----- Extrait

Norme d’analyse:

Pour éviter l’écueil lié à la traduction de « sphère publique » par « espace public » de l’allemand au français, la norme d’analyse qui sera utilisée est la citation suivante de Jurgen Habermas :

"[R]adical sense of democracy" in which the people themselves would be sovereign in both the political and the economic realms against current forms of parliamentary democracy. [1]

Par cette norme, dans son schéma dialogique, le système informationnel est (donc) doté de trois composantes: le pouvoir, les médias et l’opinion publique.

Contexte d’analyse

Le travail demandé : la rédaction d’une analyse de la presse sur la base de l’interview d’un journaliste dans le format d’un article factuel avec pyramide inversée et niveau zéro (0) d’écriture. Les spécifications sont : trois (03) pages, police de caractères Arial, taille : 12, interlignes : 1,5.

Pour permettre une mesure de l’objectivité par le lecteur de l’article présenté, l’étudiant précise qu’il est ami avec Said  Djaafer.

L’article à proprement parlé.

Le journalisme en Algérie. L’éthique sanctionnée au pénal.

Dans des environnements politiques, économiques, sociaux, culturels différents et dans une tendance à la comparaison avec les pays occidentaux; en Algérie, le traitement médiatique de certains domaines est souvent jaugé à l’aune de leurs pendants dans les premiers, avec, pour des raisons linguistiques, une préférence pour les francophones. Celui de la presse est un cas à part.

----------
----- Enregistrements présentés

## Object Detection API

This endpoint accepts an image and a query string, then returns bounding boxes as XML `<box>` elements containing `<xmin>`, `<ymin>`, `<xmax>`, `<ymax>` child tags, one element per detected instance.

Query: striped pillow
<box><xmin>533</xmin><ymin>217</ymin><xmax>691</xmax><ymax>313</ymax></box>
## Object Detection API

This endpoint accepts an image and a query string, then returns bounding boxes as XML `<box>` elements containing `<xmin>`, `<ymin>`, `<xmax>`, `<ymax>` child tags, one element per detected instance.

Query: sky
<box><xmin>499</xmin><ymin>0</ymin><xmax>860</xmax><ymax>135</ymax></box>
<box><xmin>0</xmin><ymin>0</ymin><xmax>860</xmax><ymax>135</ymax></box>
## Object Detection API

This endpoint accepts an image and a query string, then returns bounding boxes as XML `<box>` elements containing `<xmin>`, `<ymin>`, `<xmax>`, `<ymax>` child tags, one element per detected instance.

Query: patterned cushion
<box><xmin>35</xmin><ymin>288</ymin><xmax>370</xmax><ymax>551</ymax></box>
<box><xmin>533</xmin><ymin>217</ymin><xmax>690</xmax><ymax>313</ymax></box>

----------
----- Enregistrements présentés

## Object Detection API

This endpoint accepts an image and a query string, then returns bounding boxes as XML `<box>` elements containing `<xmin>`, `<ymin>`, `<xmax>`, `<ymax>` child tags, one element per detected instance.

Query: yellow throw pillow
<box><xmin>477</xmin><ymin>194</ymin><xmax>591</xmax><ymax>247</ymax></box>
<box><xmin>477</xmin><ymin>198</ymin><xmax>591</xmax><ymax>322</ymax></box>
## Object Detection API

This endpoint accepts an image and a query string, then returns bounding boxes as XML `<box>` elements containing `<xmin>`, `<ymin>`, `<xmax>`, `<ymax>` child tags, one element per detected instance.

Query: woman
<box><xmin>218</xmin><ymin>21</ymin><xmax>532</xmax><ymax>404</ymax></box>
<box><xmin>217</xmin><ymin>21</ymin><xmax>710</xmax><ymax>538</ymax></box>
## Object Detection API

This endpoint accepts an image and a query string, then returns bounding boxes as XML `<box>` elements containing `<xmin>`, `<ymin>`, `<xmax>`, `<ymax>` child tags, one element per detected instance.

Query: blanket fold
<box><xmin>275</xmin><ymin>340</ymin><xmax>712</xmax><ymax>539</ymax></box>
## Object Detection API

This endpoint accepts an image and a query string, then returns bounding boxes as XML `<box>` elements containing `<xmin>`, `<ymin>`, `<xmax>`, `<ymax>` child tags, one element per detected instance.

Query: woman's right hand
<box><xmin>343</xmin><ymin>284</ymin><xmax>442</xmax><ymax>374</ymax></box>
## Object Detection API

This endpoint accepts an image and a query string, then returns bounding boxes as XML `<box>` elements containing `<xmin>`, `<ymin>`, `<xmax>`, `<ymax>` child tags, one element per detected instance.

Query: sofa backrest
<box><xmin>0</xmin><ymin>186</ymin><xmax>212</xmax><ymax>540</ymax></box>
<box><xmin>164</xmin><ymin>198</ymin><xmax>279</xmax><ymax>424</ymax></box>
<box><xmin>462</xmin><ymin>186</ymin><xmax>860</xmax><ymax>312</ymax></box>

----------

* _Liste des tâches_:
• 1. D'après l'extrait, quelles sont les trois composantes du système informationnel ?
• 2. Recopiez le passage de l'extrait situé entre « Pour permettre une » et « à proprement parlé. », bornes incluses, en substituant « collègue » à « ami ».

* _Réponses dans l'ordre_:
• 1. Le pouvoir, les médias et l'opinion publique.

• 2.
Pour permettre une mesure de l’objectivité par le lecteur de l’article présenté, l’étudiant précise qu’il est collègue avec Said  Djaafer.

L’article à proprement parlé.